→ DIRECTIONS
Reproduce every one of the entries below word for word, with no changes.

→ Collected data
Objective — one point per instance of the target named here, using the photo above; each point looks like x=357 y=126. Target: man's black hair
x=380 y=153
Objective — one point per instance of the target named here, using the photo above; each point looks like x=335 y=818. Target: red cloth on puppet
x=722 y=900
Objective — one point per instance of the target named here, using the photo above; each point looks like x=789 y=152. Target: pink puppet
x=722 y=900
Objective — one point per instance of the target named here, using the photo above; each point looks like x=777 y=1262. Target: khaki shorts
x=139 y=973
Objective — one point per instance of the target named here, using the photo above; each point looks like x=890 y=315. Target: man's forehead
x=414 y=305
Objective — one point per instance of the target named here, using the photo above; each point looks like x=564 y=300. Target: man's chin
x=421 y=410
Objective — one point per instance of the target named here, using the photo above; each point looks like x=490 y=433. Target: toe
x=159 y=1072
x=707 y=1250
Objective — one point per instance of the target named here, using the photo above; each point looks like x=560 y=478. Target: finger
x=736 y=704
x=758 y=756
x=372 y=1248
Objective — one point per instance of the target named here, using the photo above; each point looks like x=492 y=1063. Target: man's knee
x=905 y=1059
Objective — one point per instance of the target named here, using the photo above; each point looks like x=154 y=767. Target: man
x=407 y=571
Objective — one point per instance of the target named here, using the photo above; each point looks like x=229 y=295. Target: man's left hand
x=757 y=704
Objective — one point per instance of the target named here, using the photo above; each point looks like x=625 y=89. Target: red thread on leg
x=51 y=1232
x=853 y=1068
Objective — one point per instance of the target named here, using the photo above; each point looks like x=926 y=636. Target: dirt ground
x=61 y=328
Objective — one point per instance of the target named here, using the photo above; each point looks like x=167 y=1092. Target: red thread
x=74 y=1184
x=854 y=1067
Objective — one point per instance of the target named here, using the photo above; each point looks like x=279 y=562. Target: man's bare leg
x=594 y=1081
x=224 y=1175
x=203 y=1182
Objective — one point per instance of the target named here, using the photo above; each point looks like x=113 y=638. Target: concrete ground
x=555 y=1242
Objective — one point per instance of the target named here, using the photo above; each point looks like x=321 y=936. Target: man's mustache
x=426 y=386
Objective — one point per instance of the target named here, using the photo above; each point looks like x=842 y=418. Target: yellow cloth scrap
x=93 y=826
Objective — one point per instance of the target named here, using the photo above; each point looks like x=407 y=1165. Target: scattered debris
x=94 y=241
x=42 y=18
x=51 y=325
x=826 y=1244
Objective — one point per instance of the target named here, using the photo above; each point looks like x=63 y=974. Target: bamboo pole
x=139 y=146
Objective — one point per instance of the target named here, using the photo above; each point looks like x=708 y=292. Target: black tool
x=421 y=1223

→ COMPLETED TASK
Objective — one point per instance of the target named here, using the photo above; each point looks like x=357 y=126. Target: man's black hair
x=380 y=153
Objective — one point per instance of the target named here, using the photo above; each point looks like x=335 y=818. Target: red cloth on puppet
x=722 y=900
Objective — one point per instance of the target named here, using the photo above; each point looks like x=789 y=152. Target: pink puppet
x=722 y=900
Objective — one point per instance of the target named here, using the photo above; each point looks like x=777 y=1262. Target: khaki shorts
x=139 y=973
Objective — one point per instance of the target named here, using the photo above; each point looks like x=890 y=315. Target: man's forehead
x=414 y=305
Objective — one point per instance of the target named here, using the photo above; each point looks like x=564 y=300. Target: man's chin
x=421 y=410
Objective — one point per instance of the target named here, using the photo above; each point looks like x=490 y=433. Target: toe
x=159 y=1072
x=707 y=1250
Objective — one point per instance of the target named here, using the photo above; each point looks like x=560 y=478. Target: finger
x=736 y=704
x=758 y=756
x=372 y=1248
Objective — one point per instance of the target named here, using the photo above; each point looks like x=492 y=1063. Target: man's knee
x=905 y=1059
Objective — one point per instance of the target named here, using the photo above; each point looks like x=154 y=767. Target: man
x=407 y=571
Objective — one point per instance of the target named here, using the photo above; each point looks like x=229 y=295. Target: man's left hand
x=757 y=704
Objective — one point per instance of the target named here, using the photo above; each point looks like x=625 y=89. Target: red thread on leg
x=51 y=1232
x=853 y=1068
Objective — one point per instance of the target named here, using the photo above; each point looks like x=926 y=636. Target: dirt ground
x=61 y=328
Objective — one point per instance of the target named here, using the photo above; each point looks like x=167 y=1092. Target: red thread
x=74 y=1184
x=854 y=1067
Objective — one point per instance of the target named here, using the photo above; each point looks like x=279 y=562. Target: man's bare leg
x=594 y=1081
x=224 y=1175
x=203 y=1182
Objective — one point per instance of the target named here, using the photo above; each point looks like x=113 y=638. Target: concrete ground
x=555 y=1242
Objective — one point per instance of the target named here, using the photo above; each point looks like x=321 y=936. Target: man's mustache
x=426 y=386
Objective — one point per instance of the target named here, using the photo above; each point looks like x=842 y=418. Target: yellow cloth scrap
x=93 y=826
Objective — one point per instance of the target named here, using the photo above; each point looks like x=407 y=1165. Target: scattered debris
x=94 y=241
x=42 y=18
x=51 y=325
x=826 y=1244
Objective — one point per instance of the target named here, using the photo above; each point looks like x=63 y=974. Target: bamboo pole
x=139 y=146
Objective — one point per instance of the target named here, using the photo above; each point looks like x=708 y=292. Target: black tool
x=421 y=1223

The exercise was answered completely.